● O que fazer
No texto apresentado, que quatro ações caracterizam uma guerra tradicional de conquista?

● Texto apresentado
Fomos convidados como EZLN a esta espécie de novo arranque da segunda
etapa de La Otra Campaña a participar no debate de
A guerra de conquista sobre o campo mexicano.
Para entender a nossa posição sobre este assunto é
necessário conhecer alguns pressupostos iniciais:
A) Sobre a guerra neoliberal.
1- Em algum texto desses que permitem aos zapatistas dizer "odeio dizer
que disse, mas disse-o", chamado "Sete peças soltas do
quebra-cabeças mundial", de quase sete anos atrás (Junho de
1997), descrevemos a grandes traços a rota que seguiria e segue o
capitalismo na sua fase actual. Definimo-la então como uma rota de
guerra, de guerra de conquista, uma guerra mundial, a Quarta, totalmente total.
Uma guerra que superava as outras em brutalidade, mas repetia as pautas de uma
guerra tradicional de conquista: destruir e despovoar, para a seguir
reconstruir e repovoar.
2- A etapa do actual capitalismo é, em sentido estrito, uma nova guerra
de conquista. A IV Guerra Mundial, uma guerra em toda parte, em todo momento,
de todas as formas. A mais mundial das guerras. O mundo é, assim,
redescoberto sucessivas vezes cada vez o novo deus, o mercado, converte em
mercadorias bens que antes eram ignorados ou permaneciam fora do circuito
mercantil.

Itens de dados:
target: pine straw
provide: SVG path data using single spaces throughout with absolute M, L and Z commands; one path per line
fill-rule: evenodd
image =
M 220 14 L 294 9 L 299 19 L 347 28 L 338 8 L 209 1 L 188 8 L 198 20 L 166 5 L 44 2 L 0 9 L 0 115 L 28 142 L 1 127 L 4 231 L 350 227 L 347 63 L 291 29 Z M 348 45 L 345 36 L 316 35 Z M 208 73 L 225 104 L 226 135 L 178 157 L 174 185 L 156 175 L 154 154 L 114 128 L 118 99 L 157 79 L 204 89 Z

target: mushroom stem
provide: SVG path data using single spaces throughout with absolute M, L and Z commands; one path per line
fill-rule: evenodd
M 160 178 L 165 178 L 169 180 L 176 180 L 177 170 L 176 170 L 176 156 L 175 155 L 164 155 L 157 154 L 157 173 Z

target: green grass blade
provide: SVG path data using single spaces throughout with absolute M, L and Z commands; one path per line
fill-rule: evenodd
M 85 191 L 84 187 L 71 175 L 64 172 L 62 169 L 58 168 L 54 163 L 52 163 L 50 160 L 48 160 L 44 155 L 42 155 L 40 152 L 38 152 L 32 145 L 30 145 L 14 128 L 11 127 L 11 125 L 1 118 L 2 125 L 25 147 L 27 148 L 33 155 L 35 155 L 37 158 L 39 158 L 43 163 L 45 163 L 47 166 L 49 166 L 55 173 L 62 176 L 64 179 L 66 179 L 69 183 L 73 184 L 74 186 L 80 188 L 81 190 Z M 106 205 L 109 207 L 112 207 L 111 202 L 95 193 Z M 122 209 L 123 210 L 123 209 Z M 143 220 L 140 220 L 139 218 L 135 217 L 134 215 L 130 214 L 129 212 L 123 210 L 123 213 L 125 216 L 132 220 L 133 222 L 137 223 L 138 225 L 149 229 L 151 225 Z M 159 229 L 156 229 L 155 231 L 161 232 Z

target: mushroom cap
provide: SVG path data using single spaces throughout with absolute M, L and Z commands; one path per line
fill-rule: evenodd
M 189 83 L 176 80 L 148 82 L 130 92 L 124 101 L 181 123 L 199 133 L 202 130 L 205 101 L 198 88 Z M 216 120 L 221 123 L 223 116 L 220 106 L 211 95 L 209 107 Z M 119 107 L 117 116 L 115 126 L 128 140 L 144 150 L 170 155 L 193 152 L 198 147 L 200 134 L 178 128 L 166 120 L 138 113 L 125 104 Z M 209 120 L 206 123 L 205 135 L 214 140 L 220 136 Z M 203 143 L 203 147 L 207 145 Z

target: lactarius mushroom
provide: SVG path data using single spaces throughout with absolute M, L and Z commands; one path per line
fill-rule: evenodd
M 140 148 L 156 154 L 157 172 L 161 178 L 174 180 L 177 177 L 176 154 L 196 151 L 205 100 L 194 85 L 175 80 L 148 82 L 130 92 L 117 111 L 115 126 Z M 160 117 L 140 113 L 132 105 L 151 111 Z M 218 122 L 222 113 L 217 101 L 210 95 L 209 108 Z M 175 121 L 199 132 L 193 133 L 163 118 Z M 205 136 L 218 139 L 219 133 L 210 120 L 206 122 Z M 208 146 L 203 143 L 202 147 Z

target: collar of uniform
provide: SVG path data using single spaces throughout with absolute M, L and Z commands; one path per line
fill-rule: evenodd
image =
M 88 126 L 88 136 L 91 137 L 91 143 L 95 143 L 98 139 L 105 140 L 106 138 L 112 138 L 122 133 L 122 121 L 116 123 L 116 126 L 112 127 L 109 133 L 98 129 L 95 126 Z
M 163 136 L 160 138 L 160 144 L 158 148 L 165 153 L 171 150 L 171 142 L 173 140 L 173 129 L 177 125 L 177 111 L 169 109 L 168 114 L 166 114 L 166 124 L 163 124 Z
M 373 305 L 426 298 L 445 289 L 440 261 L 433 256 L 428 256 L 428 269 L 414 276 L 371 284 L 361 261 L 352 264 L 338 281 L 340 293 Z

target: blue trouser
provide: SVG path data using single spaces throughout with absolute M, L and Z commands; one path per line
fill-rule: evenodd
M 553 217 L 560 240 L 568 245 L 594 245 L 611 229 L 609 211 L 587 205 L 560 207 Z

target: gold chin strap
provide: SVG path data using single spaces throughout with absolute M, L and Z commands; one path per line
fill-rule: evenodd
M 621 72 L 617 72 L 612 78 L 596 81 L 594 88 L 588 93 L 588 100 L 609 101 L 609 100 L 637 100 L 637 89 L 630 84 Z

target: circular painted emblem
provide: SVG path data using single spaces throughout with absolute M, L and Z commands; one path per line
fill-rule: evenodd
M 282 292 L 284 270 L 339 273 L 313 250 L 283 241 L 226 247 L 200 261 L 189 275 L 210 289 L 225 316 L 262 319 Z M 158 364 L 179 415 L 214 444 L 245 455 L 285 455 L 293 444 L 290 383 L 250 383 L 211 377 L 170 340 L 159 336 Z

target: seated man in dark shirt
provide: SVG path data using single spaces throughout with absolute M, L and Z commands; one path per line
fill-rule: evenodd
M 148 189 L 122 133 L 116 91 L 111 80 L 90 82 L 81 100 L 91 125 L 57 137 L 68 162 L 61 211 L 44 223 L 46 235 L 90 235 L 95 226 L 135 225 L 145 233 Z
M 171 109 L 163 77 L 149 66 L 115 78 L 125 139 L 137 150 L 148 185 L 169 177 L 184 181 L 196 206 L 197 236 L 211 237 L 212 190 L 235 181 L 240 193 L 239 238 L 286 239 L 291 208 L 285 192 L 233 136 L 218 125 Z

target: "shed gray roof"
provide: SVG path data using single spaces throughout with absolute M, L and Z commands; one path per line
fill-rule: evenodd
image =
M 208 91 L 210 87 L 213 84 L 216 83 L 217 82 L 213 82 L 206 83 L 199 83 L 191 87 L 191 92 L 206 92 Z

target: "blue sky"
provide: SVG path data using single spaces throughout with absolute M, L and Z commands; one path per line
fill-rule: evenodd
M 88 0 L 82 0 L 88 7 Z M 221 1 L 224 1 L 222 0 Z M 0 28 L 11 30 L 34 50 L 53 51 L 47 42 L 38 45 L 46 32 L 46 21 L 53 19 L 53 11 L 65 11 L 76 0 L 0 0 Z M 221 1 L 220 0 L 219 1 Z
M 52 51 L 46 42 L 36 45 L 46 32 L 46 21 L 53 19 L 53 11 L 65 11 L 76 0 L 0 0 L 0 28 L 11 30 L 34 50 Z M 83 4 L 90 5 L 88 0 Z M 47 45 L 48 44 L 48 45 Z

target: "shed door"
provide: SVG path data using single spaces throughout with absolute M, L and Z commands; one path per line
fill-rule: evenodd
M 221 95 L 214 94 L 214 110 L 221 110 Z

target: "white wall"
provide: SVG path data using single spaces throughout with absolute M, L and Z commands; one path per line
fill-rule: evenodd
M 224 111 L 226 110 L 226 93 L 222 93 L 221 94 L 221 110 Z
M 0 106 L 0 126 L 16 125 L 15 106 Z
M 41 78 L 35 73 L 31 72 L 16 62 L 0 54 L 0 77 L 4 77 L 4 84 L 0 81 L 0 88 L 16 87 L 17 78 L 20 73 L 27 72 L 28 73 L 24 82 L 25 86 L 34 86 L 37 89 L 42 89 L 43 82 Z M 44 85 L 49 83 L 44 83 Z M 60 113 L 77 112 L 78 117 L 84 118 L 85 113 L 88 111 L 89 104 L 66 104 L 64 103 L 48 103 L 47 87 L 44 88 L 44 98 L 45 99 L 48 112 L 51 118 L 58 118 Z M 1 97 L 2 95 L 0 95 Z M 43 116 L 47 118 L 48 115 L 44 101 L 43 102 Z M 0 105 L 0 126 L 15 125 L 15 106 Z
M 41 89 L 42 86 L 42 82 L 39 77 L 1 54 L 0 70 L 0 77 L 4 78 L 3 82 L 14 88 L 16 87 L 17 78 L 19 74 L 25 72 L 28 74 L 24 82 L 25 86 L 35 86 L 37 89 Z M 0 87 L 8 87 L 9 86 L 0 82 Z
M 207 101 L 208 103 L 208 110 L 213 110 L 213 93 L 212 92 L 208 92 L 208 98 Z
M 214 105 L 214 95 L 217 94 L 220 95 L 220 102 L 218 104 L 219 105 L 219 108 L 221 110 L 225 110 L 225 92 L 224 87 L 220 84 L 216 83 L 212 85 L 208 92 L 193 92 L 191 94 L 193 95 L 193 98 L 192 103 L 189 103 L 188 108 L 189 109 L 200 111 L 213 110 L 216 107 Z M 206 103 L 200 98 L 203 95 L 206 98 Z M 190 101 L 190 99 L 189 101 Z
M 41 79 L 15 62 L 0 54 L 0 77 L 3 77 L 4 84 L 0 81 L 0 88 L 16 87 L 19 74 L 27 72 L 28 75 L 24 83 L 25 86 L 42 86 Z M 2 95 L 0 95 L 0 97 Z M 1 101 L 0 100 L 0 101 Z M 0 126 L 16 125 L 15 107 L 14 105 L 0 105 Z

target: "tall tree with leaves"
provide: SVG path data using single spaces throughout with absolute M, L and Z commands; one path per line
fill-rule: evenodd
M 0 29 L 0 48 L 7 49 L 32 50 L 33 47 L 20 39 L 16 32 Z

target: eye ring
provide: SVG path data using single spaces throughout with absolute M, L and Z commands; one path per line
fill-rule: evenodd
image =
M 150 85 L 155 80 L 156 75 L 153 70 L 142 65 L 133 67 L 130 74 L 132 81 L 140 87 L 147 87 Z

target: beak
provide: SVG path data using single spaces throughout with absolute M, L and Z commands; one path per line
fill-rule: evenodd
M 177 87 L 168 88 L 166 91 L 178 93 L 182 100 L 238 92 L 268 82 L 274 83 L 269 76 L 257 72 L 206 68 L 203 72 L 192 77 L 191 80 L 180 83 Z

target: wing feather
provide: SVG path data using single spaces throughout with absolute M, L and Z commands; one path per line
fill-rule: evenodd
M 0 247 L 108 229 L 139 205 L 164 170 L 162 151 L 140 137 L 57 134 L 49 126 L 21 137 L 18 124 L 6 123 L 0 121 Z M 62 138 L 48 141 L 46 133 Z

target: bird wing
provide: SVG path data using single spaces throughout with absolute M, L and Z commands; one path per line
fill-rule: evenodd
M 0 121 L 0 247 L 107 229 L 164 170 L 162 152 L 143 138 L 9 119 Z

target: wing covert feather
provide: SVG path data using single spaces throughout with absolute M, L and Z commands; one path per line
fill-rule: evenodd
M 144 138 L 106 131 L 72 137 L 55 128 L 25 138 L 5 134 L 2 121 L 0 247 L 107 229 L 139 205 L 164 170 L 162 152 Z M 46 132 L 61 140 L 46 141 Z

● Resposta correta
Destruir e despovoar, para a seguir reconstruir e repovoar.